§ **Problem statement**:
Replace each occurrence of "corresponding boxes" with "matching boxes" in all the rows below, and keep everything else in the rows unchanged.

● ● ● ● ● ● ●

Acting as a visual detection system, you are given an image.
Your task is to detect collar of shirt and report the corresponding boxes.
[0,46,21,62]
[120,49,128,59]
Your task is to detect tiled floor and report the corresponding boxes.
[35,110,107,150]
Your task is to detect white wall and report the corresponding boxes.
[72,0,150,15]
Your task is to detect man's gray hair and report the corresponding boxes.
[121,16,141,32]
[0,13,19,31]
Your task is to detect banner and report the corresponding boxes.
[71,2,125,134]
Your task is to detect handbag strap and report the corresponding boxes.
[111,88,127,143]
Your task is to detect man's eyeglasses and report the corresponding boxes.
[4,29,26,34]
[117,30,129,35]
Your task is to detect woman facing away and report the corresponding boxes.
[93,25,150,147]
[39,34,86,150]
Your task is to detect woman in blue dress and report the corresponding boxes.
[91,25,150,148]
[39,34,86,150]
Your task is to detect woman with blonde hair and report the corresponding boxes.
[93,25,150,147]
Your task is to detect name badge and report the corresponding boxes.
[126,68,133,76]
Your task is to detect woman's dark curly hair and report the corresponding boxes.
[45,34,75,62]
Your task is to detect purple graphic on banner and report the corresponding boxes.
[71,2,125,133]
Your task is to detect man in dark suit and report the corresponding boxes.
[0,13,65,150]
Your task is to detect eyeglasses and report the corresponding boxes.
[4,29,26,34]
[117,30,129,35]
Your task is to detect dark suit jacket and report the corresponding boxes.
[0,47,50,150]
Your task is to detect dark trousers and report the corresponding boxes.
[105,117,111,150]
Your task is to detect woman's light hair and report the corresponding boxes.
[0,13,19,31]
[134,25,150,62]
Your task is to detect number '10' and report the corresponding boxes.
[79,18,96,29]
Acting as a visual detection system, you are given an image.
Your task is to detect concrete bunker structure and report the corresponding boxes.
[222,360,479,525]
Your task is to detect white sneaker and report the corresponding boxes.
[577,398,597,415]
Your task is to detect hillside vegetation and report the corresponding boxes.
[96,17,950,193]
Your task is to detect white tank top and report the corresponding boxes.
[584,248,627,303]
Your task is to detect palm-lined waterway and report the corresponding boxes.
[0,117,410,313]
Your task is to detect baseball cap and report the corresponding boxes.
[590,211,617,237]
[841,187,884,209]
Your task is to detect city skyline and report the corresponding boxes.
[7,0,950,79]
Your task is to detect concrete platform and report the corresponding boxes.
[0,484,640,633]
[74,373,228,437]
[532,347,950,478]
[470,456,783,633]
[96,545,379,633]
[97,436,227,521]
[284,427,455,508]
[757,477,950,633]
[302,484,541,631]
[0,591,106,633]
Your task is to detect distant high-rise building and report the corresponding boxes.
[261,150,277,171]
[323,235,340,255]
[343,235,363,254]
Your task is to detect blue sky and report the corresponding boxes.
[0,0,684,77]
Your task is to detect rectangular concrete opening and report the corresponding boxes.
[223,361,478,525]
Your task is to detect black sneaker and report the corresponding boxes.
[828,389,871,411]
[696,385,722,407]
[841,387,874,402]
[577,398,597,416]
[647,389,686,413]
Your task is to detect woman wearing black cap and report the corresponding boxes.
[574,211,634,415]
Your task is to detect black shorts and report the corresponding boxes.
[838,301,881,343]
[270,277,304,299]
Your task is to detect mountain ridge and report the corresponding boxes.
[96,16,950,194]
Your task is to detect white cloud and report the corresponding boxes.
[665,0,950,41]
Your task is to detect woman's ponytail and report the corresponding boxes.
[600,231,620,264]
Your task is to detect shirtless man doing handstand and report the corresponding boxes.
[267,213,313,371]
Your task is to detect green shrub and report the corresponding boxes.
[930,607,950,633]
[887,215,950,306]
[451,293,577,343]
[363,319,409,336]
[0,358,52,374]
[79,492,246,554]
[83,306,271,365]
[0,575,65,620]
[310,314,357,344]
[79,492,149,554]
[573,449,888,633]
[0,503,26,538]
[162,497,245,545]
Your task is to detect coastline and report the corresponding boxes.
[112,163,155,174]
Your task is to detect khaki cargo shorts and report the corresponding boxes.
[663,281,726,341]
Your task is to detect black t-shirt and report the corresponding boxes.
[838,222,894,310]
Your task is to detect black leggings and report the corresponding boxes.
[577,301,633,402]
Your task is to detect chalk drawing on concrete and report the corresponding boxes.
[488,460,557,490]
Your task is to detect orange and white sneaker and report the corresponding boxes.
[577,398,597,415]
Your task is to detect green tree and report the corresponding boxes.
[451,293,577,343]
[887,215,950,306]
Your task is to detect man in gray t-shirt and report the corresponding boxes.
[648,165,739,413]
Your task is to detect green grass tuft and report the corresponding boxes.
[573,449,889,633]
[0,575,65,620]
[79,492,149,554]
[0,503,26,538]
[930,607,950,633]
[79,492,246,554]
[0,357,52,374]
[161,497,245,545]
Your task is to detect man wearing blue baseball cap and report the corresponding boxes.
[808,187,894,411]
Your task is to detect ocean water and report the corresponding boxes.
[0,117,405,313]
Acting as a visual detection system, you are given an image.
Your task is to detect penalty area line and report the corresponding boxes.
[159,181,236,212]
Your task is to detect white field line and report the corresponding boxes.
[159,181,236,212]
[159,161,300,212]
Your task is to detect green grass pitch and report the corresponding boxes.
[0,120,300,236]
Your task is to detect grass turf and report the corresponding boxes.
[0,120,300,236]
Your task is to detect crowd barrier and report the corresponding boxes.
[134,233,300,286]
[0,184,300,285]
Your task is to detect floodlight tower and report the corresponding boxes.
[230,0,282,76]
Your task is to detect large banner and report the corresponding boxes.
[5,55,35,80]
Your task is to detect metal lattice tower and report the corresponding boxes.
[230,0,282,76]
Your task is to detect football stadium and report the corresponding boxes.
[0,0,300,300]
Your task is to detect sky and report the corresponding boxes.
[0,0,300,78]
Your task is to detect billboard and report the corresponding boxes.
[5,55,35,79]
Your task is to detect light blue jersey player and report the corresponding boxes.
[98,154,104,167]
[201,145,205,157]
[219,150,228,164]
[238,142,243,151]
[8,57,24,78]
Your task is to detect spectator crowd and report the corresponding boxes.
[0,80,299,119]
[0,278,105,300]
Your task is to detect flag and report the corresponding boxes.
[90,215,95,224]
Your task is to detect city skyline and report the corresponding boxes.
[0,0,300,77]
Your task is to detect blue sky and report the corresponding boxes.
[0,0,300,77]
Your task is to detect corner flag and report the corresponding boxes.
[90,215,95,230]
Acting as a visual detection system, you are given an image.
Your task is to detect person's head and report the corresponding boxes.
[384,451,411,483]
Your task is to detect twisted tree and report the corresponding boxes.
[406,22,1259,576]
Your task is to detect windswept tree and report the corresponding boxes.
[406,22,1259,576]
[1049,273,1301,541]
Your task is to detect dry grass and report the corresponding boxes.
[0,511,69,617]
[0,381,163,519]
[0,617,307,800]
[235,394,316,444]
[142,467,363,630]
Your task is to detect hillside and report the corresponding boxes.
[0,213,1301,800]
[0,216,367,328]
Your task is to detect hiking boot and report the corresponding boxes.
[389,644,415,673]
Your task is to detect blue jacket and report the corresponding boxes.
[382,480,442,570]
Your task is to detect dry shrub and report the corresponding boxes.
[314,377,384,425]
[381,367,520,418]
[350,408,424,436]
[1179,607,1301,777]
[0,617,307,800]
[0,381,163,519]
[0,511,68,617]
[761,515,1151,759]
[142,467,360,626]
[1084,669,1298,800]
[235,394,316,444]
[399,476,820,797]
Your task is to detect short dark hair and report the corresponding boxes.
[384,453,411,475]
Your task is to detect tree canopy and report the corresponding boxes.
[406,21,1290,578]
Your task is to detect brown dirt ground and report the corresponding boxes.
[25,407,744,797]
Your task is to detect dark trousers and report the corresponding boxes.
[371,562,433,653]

● ● ● ● ● ● ●

§ **Written answer**:
Acting as a visual detection system, you are given an image.
Your task is to detect collar of shirt and report the matching boxes.
[0,46,21,62]
[120,49,128,59]
Your task is to detect tiled floor and report the matching boxes.
[35,110,107,150]
Your task is to detect white wall and report the matching boxes.
[72,0,150,15]
Your task is to detect man's gray hair and report the matching boxes.
[121,16,141,32]
[0,13,19,31]
Your task is to detect banner and report the matching boxes.
[71,2,125,134]
Your task is to detect handbag strap and report the matching boxes.
[111,88,127,143]
Your task is to detect man's eyeglasses and report the matching boxes.
[4,29,26,34]
[117,30,129,35]
Your task is to detect woman facing away and report the matching boxes.
[93,25,150,147]
[39,34,86,150]
Your task is to detect woman in blue dress and report the matching boxes.
[91,25,150,148]
[39,34,86,150]
Your task is to detect woman with blonde hair and report the matching boxes.
[93,25,150,147]
Your task is to detect name badge and report the matching boxes.
[126,68,133,76]
Your task is to detect woman's dark curly hair and report the matching boxes.
[45,34,75,62]
Your task is to detect purple graphic on banner and report the matching boxes.
[71,2,125,133]
Your task is to detect man in dark suit and report the matching boxes.
[0,13,65,150]
Your task is to detect eyeglasses and report the matching boxes.
[4,29,26,34]
[117,30,129,35]
Your task is to detect dark suit jacket and report the matching boxes.
[0,47,50,150]
Your task is to detect dark trousers and report the matching boxes.
[105,117,111,150]
Your task is to detect woman's light hair and report the matching boxes.
[0,13,19,31]
[134,25,150,62]
Your task is to detect number '10' and report the matching boxes.
[79,18,96,29]
Acting as a visual detection system, you are given an image.
Your task is to detect concrete bunker structure and report the matching boxes.
[222,360,479,525]
Your task is to detect white sneaker and report the matching boxes.
[577,398,597,415]
Your task is to detect hillside vegetation and report the matching boxes.
[96,17,950,193]
Your task is to detect white tank top and report the matching boxes.
[584,248,627,303]
Your task is to detect palm-lined waterway and report the matching boxes.
[0,117,410,313]
Your task is to detect baseball cap and report the matching boxes.
[590,211,617,237]
[841,187,884,209]
Your task is to detect city skyline and report the matching boxes.
[7,0,950,79]
Your task is to detect concrete platform and report the matching boxes.
[0,484,640,633]
[74,373,228,437]
[532,347,950,478]
[470,456,783,633]
[96,545,379,633]
[97,436,227,521]
[284,427,455,508]
[757,477,950,633]
[302,484,541,631]
[0,591,106,633]
Your task is to detect distant high-rise building and report the matching boxes.
[261,150,277,171]
[323,235,340,255]
[343,235,363,254]
Your task is to detect blue sky and report the matching boxes.
[0,0,684,77]
Your task is to detect rectangular concrete opening and report the matching boxes.
[223,361,478,525]
Your task is to detect black sneaker and report the matching boxes.
[828,389,871,411]
[696,385,722,407]
[841,387,874,402]
[577,398,597,416]
[647,389,686,413]
Your task is to detect woman wearing black cap and report the matching boxes.
[574,211,634,415]
Your task is to detect black shorts and report the matching boxes.
[838,301,881,343]
[270,277,304,299]
Your task is to detect mountain ridge and report the matching boxes.
[96,16,950,194]
Your task is to detect white cloud and report the matching boxes.
[665,0,950,41]
Your task is to detect woman's ponytail and report the matching boxes.
[600,231,620,264]
Your task is to detect shirtless man doing handstand and report the matching boxes.
[267,213,313,371]
Your task is to detect green shrub and report the matching boxes.
[930,607,950,633]
[887,215,950,306]
[451,293,577,343]
[363,319,409,336]
[0,358,52,374]
[79,492,246,554]
[83,306,271,365]
[0,575,65,620]
[310,314,357,344]
[79,492,149,554]
[573,449,888,633]
[0,503,26,538]
[162,497,245,545]
Your task is to detect coastline and report the matching boxes.
[112,163,155,174]
Your task is to detect khaki cargo shorts and report the matching boxes.
[663,281,726,341]
Your task is to detect black t-shirt and report the matching boxes.
[838,222,894,310]
Your task is to detect black leggings and report the matching boxes.
[577,301,633,402]
Your task is to detect chalk drawing on concrete and report the matching boxes.
[488,460,557,490]
Your task is to detect orange and white sneaker and report the matching boxes.
[577,398,597,415]
Your task is to detect green tree and report the matching boxes.
[451,293,577,343]
[887,215,950,306]
Your task is to detect man in gray t-shirt and report the matching boxes.
[648,165,739,413]
Your task is to detect green grass tuft and report the matching boxes.
[573,449,889,633]
[0,575,65,620]
[79,492,149,554]
[0,503,26,538]
[930,607,950,633]
[79,492,246,554]
[0,357,52,374]
[161,497,245,545]
Your task is to detect man wearing blue baseball cap and report the matching boxes.
[808,187,894,411]
Your task is to detect ocean water and report the matching boxes.
[0,117,405,313]
Acting as a visual detection system, you are given an image.
Your task is to detect penalty area line and report the matching boxes.
[159,181,236,212]
Your task is to detect white field line and report the matching boxes.
[159,181,236,212]
[159,161,300,212]
Your task is to detect green grass pitch and report the matching boxes.
[0,120,300,236]
Your task is to detect grass turf and report the matching boxes.
[0,120,300,236]
Your task is to detect crowd barrier and report the matching boxes.
[134,233,300,286]
[0,184,300,285]
Your task is to detect floodlight tower and report the matching boxes.
[230,0,282,76]
Your task is to detect large banner and report the matching boxes.
[5,55,35,80]
Your task is to detect metal lattice tower and report the matching boxes.
[230,0,282,76]
Your task is to detect football stadium and report the matching boxes.
[0,0,300,300]
Your task is to detect sky and report the matching boxes.
[0,0,300,78]
Your task is to detect billboard and report the matching boxes.
[5,55,35,79]
Your task is to detect light blue jersey player and report the matching boxes.
[98,154,104,167]
[201,145,205,157]
[219,150,228,164]
[238,142,243,151]
[8,57,24,78]
Your task is to detect spectator crowd and report the matching boxes.
[0,80,299,119]
[0,278,105,300]
Your task is to detect flag and report the matching boxes.
[90,215,95,224]
Your task is to detect city skyline and report the matching boxes.
[0,0,300,77]
Your task is to detect blue sky and report the matching boxes.
[0,0,300,77]
Your task is to detect corner flag and report the matching boxes.
[90,215,95,230]
Acting as a visual detection system, you are given an image.
Your task is to detect person's head and report the matching boxes.
[384,451,411,483]
Your task is to detect twisted tree and report the matching boxes.
[406,22,1259,576]
Your task is to detect windswept tree and report the matching boxes.
[406,22,1259,576]
[1049,273,1301,541]
Your task is to detect dry grass and report the matching boxes.
[0,511,69,617]
[0,381,163,519]
[0,617,307,800]
[235,394,316,444]
[142,467,363,630]
Your task is to detect hillside and report the matching boxes.
[0,213,1301,800]
[0,216,367,328]
Your task is to detect hiking boot and report the matching boxes.
[389,644,415,673]
Your task is to detect blue jacket and report the matching boxes.
[382,480,442,570]
Your task is to detect dry shrub and report the matching boxes.
[314,377,384,425]
[381,367,520,418]
[350,408,424,436]
[1179,607,1301,777]
[0,617,307,800]
[0,381,163,519]
[0,511,68,617]
[761,515,1151,759]
[142,467,360,626]
[1084,669,1298,800]
[235,394,316,444]
[399,476,820,797]
Your task is to detect short dark hair and report the matching boxes.
[384,453,411,475]
Your task is to detect tree canopy and report the matching boxes.
[406,21,1290,578]
Your task is to detect brown dirt ground and report the matching boxes.
[25,407,744,797]
Your task is to detect dark trousers and report the matching boxes.
[371,562,433,653]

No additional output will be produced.